What you have to do:
Copy the records below, swapping each "Query" for "Label" and leaving everything else unchanged.

Source records:
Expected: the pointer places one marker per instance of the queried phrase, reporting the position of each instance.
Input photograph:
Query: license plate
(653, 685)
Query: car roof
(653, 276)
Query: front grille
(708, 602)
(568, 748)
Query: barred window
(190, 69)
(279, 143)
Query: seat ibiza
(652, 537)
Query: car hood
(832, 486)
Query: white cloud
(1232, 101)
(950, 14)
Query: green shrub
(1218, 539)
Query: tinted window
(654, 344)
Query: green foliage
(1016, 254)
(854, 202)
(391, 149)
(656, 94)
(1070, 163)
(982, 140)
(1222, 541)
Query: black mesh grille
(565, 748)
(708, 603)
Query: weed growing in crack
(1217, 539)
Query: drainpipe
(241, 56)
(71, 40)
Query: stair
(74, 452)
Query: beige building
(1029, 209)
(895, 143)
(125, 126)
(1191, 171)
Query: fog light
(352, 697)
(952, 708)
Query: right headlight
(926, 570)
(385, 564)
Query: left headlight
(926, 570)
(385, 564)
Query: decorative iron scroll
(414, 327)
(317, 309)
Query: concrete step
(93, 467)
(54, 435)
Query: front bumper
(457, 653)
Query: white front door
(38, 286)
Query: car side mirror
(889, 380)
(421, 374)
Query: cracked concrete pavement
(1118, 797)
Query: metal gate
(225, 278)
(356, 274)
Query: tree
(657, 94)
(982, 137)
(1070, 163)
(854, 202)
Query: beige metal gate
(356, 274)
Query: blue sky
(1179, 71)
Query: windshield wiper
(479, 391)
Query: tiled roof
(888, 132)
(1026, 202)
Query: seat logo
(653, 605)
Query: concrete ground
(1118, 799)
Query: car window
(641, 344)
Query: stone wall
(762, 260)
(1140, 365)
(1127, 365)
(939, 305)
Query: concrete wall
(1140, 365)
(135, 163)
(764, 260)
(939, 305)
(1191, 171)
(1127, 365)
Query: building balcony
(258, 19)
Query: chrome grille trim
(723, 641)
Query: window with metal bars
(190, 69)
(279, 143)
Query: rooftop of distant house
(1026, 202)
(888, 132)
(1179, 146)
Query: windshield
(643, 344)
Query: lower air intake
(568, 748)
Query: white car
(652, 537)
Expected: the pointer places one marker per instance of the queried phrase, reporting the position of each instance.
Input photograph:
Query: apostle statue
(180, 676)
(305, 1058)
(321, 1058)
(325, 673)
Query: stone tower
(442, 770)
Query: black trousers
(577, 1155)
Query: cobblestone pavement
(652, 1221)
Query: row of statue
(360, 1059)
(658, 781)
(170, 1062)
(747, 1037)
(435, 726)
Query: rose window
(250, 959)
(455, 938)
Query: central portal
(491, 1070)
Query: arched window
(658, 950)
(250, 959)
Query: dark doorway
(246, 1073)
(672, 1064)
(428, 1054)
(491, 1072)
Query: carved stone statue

Worked answer:
Expected: the pointer places one marker per instance of the queried phrase, reporting the position of each instance.
Input photograph:
Label: license plate
(653, 685)
Label: car roof
(653, 276)
Label: front grille
(708, 602)
(568, 748)
Label: barred window
(190, 69)
(279, 143)
Label: seat ibiza
(652, 537)
Label: car hood
(832, 486)
Label: white cloud
(1232, 101)
(950, 14)
Label: green shrub
(1218, 539)
Label: tinted window
(654, 344)
Label: green foliage
(1016, 254)
(854, 202)
(391, 149)
(656, 94)
(1070, 163)
(982, 140)
(1222, 541)
Label: black mesh grille
(565, 748)
(708, 603)
Label: weed growing in crack
(1217, 539)
Label: drainpipe
(241, 56)
(71, 40)
Label: stair
(74, 452)
Label: beige building
(1029, 209)
(895, 143)
(125, 126)
(1191, 171)
Label: fog light
(352, 697)
(952, 708)
Label: right headlight
(926, 570)
(385, 564)
Label: left headlight
(926, 570)
(385, 564)
Label: decorative iron scroll
(414, 327)
(317, 309)
Label: concrete step
(93, 467)
(54, 435)
Label: front bumper
(457, 653)
Label: white front door
(38, 286)
Label: car side mirror
(889, 380)
(421, 374)
Label: cracked concrete pavement
(1118, 797)
Label: metal gate
(225, 278)
(356, 274)
Label: tree
(657, 94)
(982, 137)
(1070, 163)
(854, 202)
Label: beige metal gate
(356, 274)
Label: blue sky
(1179, 71)
Label: windshield wiper
(479, 391)
Label: tiled roof
(888, 132)
(1026, 202)
Label: seat logo
(653, 605)
Label: concrete ground
(1118, 799)
Label: car window
(641, 344)
Label: stone wall
(762, 260)
(1140, 365)
(1127, 365)
(939, 305)
Label: concrete wall
(1140, 365)
(135, 163)
(764, 260)
(939, 305)
(1191, 171)
(1127, 365)
Label: building balcony
(258, 19)
Label: chrome grille trim
(723, 641)
Label: window with metal bars
(190, 69)
(279, 143)
Label: rooftop of distant house
(1026, 202)
(888, 132)
(1179, 146)
Label: windshield
(643, 344)
Label: lower air intake
(568, 748)
Label: white car
(652, 537)
Expected: the pointer places one marker per instance of the queried phrase, reporting the position of each instance.
Input photograph:
Label: apostle statue
(180, 676)
(305, 1058)
(321, 1058)
(325, 673)
Label: stone tower
(442, 770)
Label: black trousers
(577, 1155)
Label: cobblestone pavement
(652, 1221)
Label: row of statue
(360, 1059)
(658, 781)
(170, 1062)
(747, 1037)
(435, 726)
Label: rose window
(250, 959)
(455, 938)
Label: central portal
(491, 1070)
Label: arched window
(658, 950)
(250, 959)
Label: dark doorway
(246, 1073)
(672, 1064)
(428, 1054)
(491, 1072)
Label: carved stone statue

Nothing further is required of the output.